Requirement:
Word for word, set down every line of the entries below from the line with "Task — for every instance of the sandy" to the line with "Format — one point per instance, like (349,108)", including both, and no other line.

*** Data for this task ***

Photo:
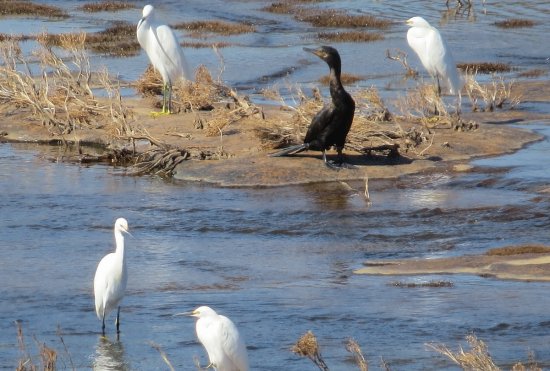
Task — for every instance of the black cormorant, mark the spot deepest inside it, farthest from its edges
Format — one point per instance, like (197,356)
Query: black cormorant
(331,125)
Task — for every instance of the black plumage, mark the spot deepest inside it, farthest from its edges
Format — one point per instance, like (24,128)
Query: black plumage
(330,126)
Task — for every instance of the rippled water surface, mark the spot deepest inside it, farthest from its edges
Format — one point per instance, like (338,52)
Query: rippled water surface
(278,261)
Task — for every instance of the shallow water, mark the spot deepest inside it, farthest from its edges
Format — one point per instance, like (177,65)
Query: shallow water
(278,261)
(273,55)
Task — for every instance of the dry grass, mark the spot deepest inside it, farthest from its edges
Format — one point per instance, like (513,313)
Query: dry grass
(198,45)
(340,19)
(355,349)
(516,250)
(307,346)
(28,8)
(217,27)
(284,7)
(495,95)
(477,358)
(119,40)
(48,356)
(533,73)
(485,67)
(431,284)
(59,97)
(106,6)
(350,36)
(515,23)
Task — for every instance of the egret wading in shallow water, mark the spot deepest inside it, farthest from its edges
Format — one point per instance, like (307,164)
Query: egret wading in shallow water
(434,54)
(330,126)
(164,52)
(111,277)
(221,339)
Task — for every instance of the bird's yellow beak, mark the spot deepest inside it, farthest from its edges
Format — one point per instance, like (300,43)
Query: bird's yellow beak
(189,314)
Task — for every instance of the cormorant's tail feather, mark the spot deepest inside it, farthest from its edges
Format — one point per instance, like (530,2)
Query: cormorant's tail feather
(292,150)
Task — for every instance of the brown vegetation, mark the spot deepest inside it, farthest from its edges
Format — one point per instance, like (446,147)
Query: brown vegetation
(478,357)
(515,23)
(119,40)
(340,19)
(485,67)
(28,8)
(218,27)
(534,73)
(106,6)
(61,99)
(198,45)
(307,346)
(350,36)
(433,284)
(516,250)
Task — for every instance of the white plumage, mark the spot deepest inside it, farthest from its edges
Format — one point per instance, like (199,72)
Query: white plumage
(162,47)
(111,277)
(435,56)
(221,339)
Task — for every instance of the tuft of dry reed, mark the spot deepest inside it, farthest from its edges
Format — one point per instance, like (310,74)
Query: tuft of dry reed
(496,94)
(353,347)
(477,358)
(485,67)
(29,8)
(106,6)
(59,97)
(515,23)
(337,18)
(516,250)
(350,36)
(307,346)
(431,284)
(216,26)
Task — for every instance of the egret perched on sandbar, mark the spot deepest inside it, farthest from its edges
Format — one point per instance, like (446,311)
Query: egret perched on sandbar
(111,277)
(162,47)
(435,55)
(221,339)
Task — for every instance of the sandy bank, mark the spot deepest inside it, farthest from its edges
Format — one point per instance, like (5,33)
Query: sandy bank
(526,267)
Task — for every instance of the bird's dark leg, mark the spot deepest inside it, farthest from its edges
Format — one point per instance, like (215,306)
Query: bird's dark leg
(118,320)
(169,103)
(164,93)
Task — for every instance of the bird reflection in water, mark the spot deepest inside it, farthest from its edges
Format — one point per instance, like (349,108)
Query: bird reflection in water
(109,355)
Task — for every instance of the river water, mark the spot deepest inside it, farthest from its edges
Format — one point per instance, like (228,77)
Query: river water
(278,261)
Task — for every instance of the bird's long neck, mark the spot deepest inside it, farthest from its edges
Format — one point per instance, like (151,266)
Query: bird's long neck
(119,242)
(336,86)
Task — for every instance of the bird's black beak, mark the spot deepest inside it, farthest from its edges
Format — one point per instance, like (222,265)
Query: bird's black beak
(318,52)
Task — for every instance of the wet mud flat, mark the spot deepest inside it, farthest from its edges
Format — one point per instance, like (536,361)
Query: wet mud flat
(238,157)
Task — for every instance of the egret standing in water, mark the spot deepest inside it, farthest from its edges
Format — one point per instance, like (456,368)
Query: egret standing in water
(330,126)
(164,52)
(221,339)
(111,277)
(434,54)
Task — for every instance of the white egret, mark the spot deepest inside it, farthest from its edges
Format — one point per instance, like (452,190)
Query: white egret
(435,55)
(164,52)
(221,339)
(111,277)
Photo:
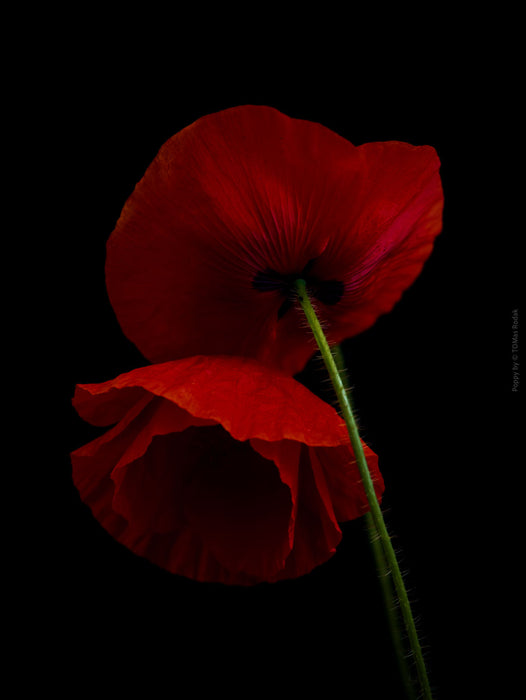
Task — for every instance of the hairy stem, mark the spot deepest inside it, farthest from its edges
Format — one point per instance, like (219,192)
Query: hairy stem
(374,506)
(382,568)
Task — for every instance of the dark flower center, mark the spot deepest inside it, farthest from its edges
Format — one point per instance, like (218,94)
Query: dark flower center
(327,291)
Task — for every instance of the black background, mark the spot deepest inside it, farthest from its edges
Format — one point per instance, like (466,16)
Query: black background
(432,379)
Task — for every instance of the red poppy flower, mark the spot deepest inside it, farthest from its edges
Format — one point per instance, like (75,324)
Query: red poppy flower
(219,469)
(239,204)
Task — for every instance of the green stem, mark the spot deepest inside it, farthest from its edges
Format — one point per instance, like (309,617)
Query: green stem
(375,510)
(382,569)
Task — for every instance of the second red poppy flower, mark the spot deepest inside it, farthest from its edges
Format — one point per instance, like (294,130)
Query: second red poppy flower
(219,469)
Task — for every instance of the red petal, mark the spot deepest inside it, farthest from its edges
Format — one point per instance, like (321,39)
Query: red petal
(266,505)
(245,397)
(248,189)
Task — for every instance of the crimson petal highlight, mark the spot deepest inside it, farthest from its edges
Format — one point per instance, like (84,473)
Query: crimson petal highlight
(248,195)
(219,469)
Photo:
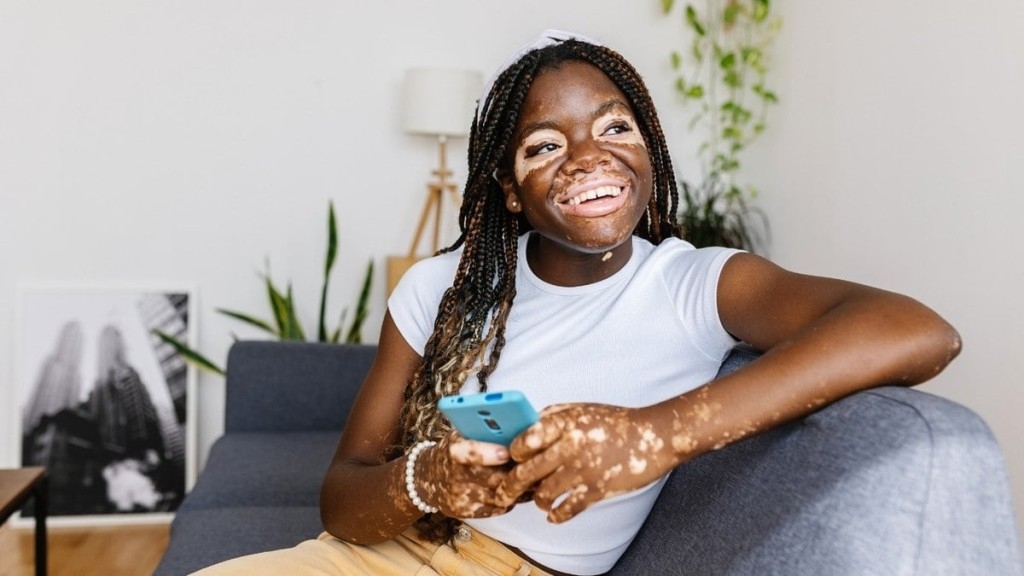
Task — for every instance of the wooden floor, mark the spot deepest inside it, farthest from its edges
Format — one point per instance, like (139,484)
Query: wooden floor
(85,551)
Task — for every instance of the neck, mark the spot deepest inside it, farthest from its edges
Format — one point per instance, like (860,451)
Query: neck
(563,265)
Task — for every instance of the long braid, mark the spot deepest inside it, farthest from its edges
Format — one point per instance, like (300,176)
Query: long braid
(469,330)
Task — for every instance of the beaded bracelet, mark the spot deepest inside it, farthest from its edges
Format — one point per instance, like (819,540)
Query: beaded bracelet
(410,470)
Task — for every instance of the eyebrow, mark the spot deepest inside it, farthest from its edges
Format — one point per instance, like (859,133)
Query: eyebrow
(601,111)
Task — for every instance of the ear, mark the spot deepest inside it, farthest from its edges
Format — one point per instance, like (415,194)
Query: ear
(511,191)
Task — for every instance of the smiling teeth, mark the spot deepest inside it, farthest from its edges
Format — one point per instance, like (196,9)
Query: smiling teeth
(611,191)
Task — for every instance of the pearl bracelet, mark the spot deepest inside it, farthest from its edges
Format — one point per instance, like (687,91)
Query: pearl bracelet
(410,470)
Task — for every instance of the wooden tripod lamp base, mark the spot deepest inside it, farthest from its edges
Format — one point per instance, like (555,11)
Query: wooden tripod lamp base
(396,265)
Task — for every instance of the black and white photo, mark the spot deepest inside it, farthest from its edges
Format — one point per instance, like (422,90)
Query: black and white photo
(103,403)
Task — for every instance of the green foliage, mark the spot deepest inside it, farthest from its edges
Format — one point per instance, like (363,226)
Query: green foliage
(723,76)
(711,218)
(286,324)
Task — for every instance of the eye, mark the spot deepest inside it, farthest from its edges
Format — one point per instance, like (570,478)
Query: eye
(617,127)
(540,149)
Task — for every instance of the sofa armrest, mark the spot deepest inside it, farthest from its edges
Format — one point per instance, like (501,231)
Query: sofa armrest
(887,481)
(293,386)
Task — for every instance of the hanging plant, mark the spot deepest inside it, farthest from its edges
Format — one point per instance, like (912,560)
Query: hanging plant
(723,76)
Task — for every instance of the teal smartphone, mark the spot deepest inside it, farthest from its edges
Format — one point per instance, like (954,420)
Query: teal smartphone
(491,416)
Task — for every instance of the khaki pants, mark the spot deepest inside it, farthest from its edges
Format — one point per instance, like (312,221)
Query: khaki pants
(406,554)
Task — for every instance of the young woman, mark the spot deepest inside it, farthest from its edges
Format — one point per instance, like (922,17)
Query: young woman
(569,283)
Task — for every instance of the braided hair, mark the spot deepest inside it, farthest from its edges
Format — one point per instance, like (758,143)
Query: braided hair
(463,340)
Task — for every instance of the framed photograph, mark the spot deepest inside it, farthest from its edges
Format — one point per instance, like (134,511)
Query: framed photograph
(103,403)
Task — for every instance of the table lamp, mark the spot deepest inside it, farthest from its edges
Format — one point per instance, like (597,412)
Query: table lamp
(437,103)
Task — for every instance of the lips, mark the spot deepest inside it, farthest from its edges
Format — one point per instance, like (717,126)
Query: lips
(594,199)
(594,194)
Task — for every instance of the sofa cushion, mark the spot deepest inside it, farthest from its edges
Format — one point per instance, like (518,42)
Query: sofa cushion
(293,386)
(264,469)
(201,538)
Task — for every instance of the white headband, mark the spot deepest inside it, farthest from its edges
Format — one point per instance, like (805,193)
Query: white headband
(547,38)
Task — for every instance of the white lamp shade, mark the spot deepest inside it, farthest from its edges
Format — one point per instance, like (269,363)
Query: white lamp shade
(439,101)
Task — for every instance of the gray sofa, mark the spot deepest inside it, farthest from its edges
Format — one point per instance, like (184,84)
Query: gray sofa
(287,403)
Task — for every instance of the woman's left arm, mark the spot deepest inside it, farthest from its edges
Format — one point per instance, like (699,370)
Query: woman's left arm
(822,339)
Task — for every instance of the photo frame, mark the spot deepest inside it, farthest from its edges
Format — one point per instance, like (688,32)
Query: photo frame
(103,403)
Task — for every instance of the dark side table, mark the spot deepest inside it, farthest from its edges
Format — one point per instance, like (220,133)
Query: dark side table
(16,487)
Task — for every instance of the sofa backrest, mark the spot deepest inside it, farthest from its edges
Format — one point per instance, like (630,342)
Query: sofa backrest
(293,386)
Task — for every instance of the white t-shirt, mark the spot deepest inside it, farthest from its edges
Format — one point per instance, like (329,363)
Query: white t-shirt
(649,332)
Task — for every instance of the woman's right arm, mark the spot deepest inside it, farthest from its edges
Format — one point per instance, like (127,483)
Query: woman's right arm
(364,498)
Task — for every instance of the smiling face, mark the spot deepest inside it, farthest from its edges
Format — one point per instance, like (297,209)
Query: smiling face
(579,168)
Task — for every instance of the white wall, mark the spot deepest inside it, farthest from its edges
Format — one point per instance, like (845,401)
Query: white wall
(156,142)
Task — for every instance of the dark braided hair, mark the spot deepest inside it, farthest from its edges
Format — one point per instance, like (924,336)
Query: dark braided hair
(483,289)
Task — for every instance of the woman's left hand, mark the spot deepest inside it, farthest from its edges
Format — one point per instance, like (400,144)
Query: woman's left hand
(587,452)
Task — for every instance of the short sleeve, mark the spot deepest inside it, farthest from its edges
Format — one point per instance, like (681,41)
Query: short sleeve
(415,300)
(691,277)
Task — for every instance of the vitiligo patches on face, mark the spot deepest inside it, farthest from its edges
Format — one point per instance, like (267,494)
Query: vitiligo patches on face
(542,147)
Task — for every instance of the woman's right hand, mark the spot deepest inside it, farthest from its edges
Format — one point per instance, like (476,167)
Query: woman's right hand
(461,477)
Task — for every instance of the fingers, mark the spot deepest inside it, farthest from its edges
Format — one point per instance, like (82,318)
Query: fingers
(535,439)
(579,499)
(527,474)
(474,453)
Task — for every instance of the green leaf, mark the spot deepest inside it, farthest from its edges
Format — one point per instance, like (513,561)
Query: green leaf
(279,306)
(761,9)
(732,79)
(295,331)
(361,307)
(693,21)
(730,13)
(188,354)
(332,254)
(752,56)
(261,324)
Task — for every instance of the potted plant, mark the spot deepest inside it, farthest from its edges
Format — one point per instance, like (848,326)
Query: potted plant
(723,76)
(286,324)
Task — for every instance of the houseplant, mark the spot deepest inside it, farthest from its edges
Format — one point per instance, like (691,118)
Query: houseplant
(286,324)
(723,75)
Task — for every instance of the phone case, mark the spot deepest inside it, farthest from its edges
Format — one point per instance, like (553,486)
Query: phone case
(493,416)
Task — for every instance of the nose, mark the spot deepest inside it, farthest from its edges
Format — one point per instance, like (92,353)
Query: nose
(585,155)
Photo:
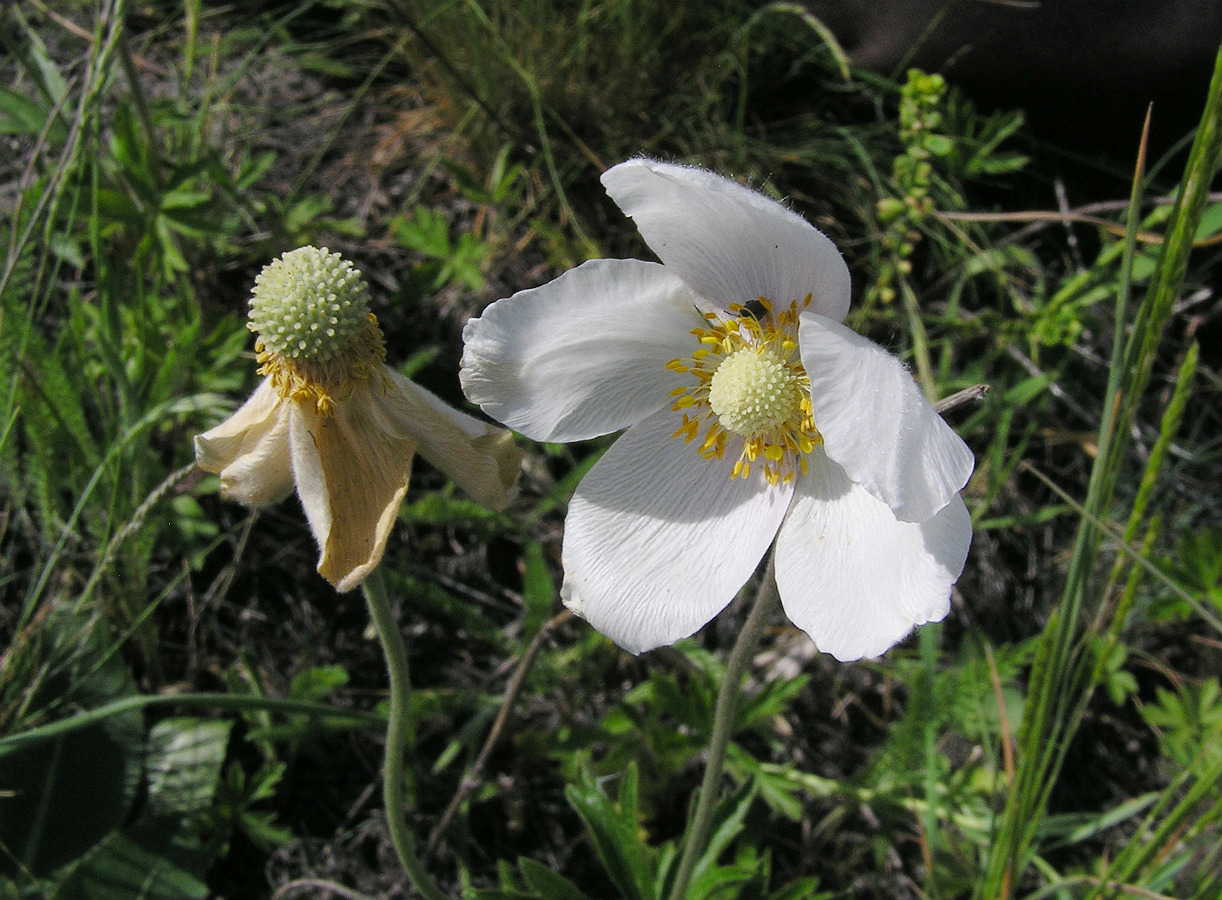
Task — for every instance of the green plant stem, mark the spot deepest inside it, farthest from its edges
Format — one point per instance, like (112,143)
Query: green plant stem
(394,795)
(724,728)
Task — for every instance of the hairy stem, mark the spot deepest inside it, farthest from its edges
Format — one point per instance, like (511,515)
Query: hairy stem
(396,736)
(724,729)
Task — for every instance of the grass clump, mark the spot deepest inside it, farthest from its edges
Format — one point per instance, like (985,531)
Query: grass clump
(1056,736)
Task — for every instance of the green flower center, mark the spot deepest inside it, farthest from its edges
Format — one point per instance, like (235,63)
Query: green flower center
(755,390)
(309,305)
(750,395)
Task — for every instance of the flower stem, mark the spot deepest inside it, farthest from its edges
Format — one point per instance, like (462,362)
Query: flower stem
(396,735)
(724,729)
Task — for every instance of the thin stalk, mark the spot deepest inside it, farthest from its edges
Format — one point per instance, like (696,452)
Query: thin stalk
(394,795)
(724,728)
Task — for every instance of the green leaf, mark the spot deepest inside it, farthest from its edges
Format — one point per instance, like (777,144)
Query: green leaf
(121,870)
(43,822)
(183,764)
(615,835)
(548,884)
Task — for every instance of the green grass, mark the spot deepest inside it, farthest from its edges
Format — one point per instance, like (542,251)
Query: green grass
(187,709)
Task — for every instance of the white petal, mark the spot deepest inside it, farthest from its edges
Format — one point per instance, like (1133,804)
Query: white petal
(878,424)
(351,478)
(249,450)
(477,456)
(581,356)
(728,242)
(853,576)
(658,541)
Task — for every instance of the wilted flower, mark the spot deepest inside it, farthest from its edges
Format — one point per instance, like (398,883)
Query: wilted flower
(752,413)
(334,421)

*** End of Data for this task ***

Exercise solution:
Task — for every instance of the sandy bank, mark the spot deepest inside it, farthest from its edges
Format — one point per instance, like (5,33)
Query: sandy bank
(526,267)
Task — for every instance of the bird's dark leg, mark the spot deepest inside it, farthest from its edges
Format — one point per instance, like (215,306)
Query: bird's dark leg
(118,320)
(169,103)
(164,93)
Task — for every instance of the bird reflection in water, mark the spot deepest inside it, farthest from its edges
Format — one point per instance, like (349,108)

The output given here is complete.